_Task_
A complete, exact retyping of the data below is required.
....................
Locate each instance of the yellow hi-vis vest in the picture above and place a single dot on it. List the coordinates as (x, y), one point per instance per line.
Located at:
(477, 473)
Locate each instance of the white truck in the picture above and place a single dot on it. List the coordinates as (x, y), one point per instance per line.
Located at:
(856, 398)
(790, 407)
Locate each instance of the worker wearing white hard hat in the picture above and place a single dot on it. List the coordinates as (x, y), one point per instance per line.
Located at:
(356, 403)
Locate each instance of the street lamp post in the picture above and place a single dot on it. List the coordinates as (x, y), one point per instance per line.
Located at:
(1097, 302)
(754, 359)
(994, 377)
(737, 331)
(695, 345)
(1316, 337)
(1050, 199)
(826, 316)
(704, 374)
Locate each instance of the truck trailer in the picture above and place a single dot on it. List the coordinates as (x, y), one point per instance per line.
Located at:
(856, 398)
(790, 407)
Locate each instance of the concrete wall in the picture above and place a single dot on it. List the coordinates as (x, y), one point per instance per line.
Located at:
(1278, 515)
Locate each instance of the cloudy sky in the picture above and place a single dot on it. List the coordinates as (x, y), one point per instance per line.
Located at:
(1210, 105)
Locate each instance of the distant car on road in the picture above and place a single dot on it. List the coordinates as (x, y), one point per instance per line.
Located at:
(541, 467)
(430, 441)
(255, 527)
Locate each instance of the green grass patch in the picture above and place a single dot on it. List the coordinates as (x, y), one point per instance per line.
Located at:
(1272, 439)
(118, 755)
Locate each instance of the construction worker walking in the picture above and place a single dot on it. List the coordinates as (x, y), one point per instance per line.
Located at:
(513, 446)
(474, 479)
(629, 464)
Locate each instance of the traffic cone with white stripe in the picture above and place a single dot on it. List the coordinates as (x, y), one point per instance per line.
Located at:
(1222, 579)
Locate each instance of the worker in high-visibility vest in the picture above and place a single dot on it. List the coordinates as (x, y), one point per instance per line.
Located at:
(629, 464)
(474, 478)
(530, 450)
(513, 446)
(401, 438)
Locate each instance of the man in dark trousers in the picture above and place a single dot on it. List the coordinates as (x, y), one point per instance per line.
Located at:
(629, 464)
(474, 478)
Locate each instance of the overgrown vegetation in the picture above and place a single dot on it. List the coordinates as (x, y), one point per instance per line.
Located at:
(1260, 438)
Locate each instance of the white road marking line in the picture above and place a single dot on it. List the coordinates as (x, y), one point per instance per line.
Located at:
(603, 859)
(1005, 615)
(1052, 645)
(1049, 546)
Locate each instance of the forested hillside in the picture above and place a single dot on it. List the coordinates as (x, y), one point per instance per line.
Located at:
....................
_Task result_
Locate each instance of the yellow hi-vis vest in the picture above and place a single dot on it. List the coordinates as (x, y), one point per instance per line.
Located at:
(477, 473)
Locate each instance of the white truck in the picture above and place a single dot on it. List the coordinates as (x, y), one point per instance per line.
Located at:
(856, 398)
(790, 407)
Locate each instance of the worker wearing white hard hat in the picture above and place a single dot on it. List the coordinates as (x, y), one point per instance per line.
Located at:
(356, 403)
Locate each instance of the street lamp post in the picture above and place a single dot on it. List the coordinates as (x, y), one point per instance per line.
Located at:
(1097, 302)
(754, 359)
(994, 377)
(737, 331)
(695, 345)
(1316, 337)
(1050, 199)
(826, 316)
(704, 374)
Locate each instance of the truck trailer in the picture above and place a single dot on it. List the coordinates as (x, y), one point per instance per line.
Located at:
(856, 398)
(790, 407)
Locate each instance of the concrete wall in the picture above and place a single dot on it. List the coordinates as (x, y), one point per instance per line.
Located at:
(1278, 515)
Locate each instance of the cloudy sky in the picture above and place a single dot on it. List the coordinates as (x, y), one point per instance per line.
Located at:
(1210, 105)
Locate each instance of the distant car on road in the picture above and place a single dot on it. List the coordinates as (x, y), one point per instance per line.
Located at:
(541, 467)
(430, 441)
(255, 527)
Locate each instance of the green grass patch in the picture above and place a single dot on it. List the coordinates as (x, y), one point per instance per line.
Located at:
(1272, 439)
(118, 755)
Locate each instance of the construction worker walking in the picture above and place a single dot on it. List the coordinates as (x, y), one point per instance per line.
Located at:
(513, 446)
(474, 479)
(629, 464)
Locate each instance of the traffic cone with white stripe in the picture above and place a single dot on it. List the coordinates as (x, y), one point per instance per line.
Located at:
(1222, 579)
Locate each instance of the worker in high-visibility vest in the picture above and place a single dot on it. List the coordinates as (x, y), one point per instance per line.
Located at:
(629, 464)
(474, 478)
(530, 450)
(513, 446)
(401, 438)
Locate each instance of the man in dark trousers in the picture above and place a single dot on it. List the coordinates as (x, y), one point per instance per line.
Located at:
(629, 464)
(474, 478)
Locate each instance of the overgrown vegetation in the picture above and place a single dot on it. List the coordinates as (x, y), one point per instance per line.
Located at:
(1260, 438)
Locate each instance of the white road marking line in the picture above and place a single dot on it. List the coordinates as (x, y), one point per instance per line.
Located at:
(603, 859)
(1005, 615)
(1052, 645)
(1049, 546)
Locate each instance of the forested hillside in the picture above and place a single dot on it. List the coordinates as (x, y), one point per instance per line.
Located at:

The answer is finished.